● Problem:
Render each of the following records as a numbered list, omitting any blank lines.

== Exercise data

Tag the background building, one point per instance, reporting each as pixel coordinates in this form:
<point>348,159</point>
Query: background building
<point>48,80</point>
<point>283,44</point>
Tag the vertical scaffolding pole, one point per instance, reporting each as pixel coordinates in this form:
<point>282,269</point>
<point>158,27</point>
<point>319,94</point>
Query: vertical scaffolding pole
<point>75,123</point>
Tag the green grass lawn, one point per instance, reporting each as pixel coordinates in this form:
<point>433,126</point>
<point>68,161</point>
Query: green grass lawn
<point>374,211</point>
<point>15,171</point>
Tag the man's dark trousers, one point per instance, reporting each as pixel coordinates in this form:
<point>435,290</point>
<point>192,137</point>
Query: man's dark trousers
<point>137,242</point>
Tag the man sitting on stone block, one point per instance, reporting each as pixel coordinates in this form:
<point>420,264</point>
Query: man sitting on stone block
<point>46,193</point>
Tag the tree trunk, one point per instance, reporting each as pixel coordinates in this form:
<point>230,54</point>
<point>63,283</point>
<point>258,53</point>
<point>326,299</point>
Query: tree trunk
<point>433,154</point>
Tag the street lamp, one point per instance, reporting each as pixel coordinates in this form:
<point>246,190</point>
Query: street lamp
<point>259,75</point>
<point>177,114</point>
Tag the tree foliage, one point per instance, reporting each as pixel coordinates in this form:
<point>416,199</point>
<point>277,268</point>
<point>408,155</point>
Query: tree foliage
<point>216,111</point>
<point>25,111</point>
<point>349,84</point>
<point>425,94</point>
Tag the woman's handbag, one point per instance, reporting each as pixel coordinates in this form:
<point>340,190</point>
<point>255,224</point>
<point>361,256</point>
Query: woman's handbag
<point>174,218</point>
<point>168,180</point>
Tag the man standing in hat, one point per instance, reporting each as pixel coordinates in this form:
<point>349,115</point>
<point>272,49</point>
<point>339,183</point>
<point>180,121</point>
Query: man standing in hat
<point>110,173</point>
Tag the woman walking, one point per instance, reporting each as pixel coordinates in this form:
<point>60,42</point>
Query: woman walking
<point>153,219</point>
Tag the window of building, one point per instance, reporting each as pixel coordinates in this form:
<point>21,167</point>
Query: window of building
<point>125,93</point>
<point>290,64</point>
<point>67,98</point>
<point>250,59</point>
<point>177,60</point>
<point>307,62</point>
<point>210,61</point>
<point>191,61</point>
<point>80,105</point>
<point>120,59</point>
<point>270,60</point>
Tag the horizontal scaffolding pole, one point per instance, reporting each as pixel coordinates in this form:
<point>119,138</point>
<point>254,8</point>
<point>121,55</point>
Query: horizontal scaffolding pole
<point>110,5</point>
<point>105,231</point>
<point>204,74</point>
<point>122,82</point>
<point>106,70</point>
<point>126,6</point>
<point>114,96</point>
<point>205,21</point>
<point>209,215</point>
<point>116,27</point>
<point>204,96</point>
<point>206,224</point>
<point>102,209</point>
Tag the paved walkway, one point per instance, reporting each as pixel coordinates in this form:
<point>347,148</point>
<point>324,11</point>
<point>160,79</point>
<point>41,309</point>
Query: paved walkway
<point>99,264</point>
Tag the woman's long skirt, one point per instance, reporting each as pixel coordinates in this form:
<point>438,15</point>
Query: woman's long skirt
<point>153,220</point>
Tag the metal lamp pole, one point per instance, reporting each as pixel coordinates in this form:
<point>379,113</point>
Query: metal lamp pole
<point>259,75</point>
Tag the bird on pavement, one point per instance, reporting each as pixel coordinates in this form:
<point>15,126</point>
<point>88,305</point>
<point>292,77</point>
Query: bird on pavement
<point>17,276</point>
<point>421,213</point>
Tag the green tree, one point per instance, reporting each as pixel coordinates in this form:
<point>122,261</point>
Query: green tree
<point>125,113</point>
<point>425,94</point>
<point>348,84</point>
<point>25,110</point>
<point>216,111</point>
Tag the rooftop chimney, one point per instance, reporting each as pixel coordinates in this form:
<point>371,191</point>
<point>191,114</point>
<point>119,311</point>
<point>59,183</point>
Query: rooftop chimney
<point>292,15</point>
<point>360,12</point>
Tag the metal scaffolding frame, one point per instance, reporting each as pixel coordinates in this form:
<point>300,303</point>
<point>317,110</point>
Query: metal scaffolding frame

====

● Output of the exercise:
1. Tag the background building, one point per instance, reporting each as pixel coordinates in this form:
2. <point>348,159</point>
3. Query: background building
4. <point>48,80</point>
5. <point>283,44</point>
6. Tag the vertical scaffolding pole, one point per instance, reporting each as pixel coordinates in this form:
7. <point>282,269</point>
8. <point>158,27</point>
9. <point>319,94</point>
10. Query: vertical scaffolding pole
11. <point>75,123</point>
12. Tag the green grass lawn, one point per instance, reporting each as pixel coordinates in this form:
13. <point>433,126</point>
14. <point>68,161</point>
15. Query: green grass lawn
16. <point>374,211</point>
17. <point>15,171</point>
18. Tag the man's dark trousers, one point per instance, reporting each as pixel coordinates in this form:
19. <point>435,290</point>
20. <point>192,137</point>
21. Query: man's dark trousers
22. <point>137,242</point>
23. Tag the man sitting on stone block, one point per instance, reporting each as pixel coordinates in this form:
24. <point>420,264</point>
25. Query: man sitting on stone block
26. <point>46,193</point>
27. Tag the tree trunk, one point per instance, reporting each as pixel coordinates in this form:
28. <point>230,54</point>
29. <point>63,283</point>
30. <point>258,53</point>
31. <point>326,299</point>
32. Query: tree trunk
33. <point>433,154</point>
34. Tag the street lamp, one point per instance, reporting each as pixel coordinates in this form:
35. <point>246,190</point>
36. Query: street lamp
37. <point>259,75</point>
38. <point>177,114</point>
39. Tag the tree foliage, one point per instance, reporting each as pixel coordinates in this form:
40. <point>416,199</point>
41. <point>277,268</point>
42. <point>408,155</point>
43. Query: tree foliage
44. <point>216,111</point>
45. <point>25,111</point>
46. <point>349,84</point>
47. <point>425,94</point>
48. Tag the woman's handbag, one point per instance, reporting each as pixel coordinates in this form:
49. <point>340,190</point>
50. <point>255,224</point>
51. <point>361,256</point>
52. Query: woman's handbag
53. <point>174,218</point>
54. <point>168,180</point>
55. Tag the man standing in hat, one point per instance, reporting each as pixel coordinates in this form:
56. <point>349,115</point>
57. <point>272,49</point>
58. <point>339,183</point>
59. <point>180,121</point>
60. Query: man standing in hat
61. <point>110,173</point>
62. Tag the woman walking, one point per instance, reporting each as pixel coordinates in this form:
63. <point>60,42</point>
64. Query: woman walking
65. <point>153,219</point>
66. Tag the window of building, one point per instance, reporting each as pixel coordinates in this form:
67. <point>21,167</point>
68. Query: window of building
69. <point>125,93</point>
70. <point>290,64</point>
71. <point>67,98</point>
72. <point>250,59</point>
73. <point>177,60</point>
74. <point>307,62</point>
75. <point>210,61</point>
76. <point>191,61</point>
77. <point>80,105</point>
78. <point>120,59</point>
79. <point>270,60</point>
80. Tag the horizontal scaffolding pole, one point per instance, reporting each as pixel coordinates in this form:
81. <point>119,138</point>
82. <point>254,8</point>
83. <point>121,55</point>
84. Query: horizontal scaffolding pole
85. <point>110,5</point>
86. <point>105,231</point>
87. <point>204,74</point>
88. <point>122,82</point>
89. <point>106,70</point>
90. <point>126,6</point>
91. <point>114,96</point>
92. <point>205,21</point>
93. <point>209,215</point>
94. <point>116,27</point>
95. <point>204,96</point>
96. <point>206,224</point>
97. <point>102,209</point>
98. Tag the paved walkway, one point per instance, reporting each as pixel coordinates in this form:
99. <point>347,148</point>
100. <point>324,11</point>
101. <point>160,79</point>
102. <point>41,309</point>
103. Query: paved walkway
104. <point>99,264</point>
105. Tag the woman's long skirt, one point per instance, reporting each as pixel coordinates in this form:
106. <point>438,15</point>
107. Query: woman's long skirt
108. <point>153,220</point>
109. Tag the metal lamp pole, one point per instance, reporting each as pixel coordinates in this form:
110. <point>379,113</point>
111. Query: metal lamp pole
112. <point>259,75</point>
113. Tag the bird on pavement, one point per instance, reporting each as pixel coordinates in this form:
114. <point>15,126</point>
115. <point>88,305</point>
116. <point>292,77</point>
117. Query: bird on pavement
118. <point>17,276</point>
119. <point>421,213</point>
120. Tag the green tree, one point per instance, reporting each as pixel coordinates in this form:
121. <point>122,261</point>
122. Query: green tree
123. <point>125,113</point>
124. <point>425,94</point>
125. <point>348,84</point>
126. <point>25,110</point>
127. <point>216,111</point>
128. Tag the rooftop chimney, one point per instance, reporting each as pixel coordinates in this form:
129. <point>371,191</point>
130. <point>191,114</point>
131. <point>119,311</point>
132. <point>59,183</point>
133. Query: rooftop chimney
134. <point>292,15</point>
135. <point>360,12</point>
136. Tag the metal scaffolding frame, one point per instance, reporting each as pixel coordinates in this form:
137. <point>300,303</point>
138. <point>317,110</point>
139. Query: metal scaffolding frame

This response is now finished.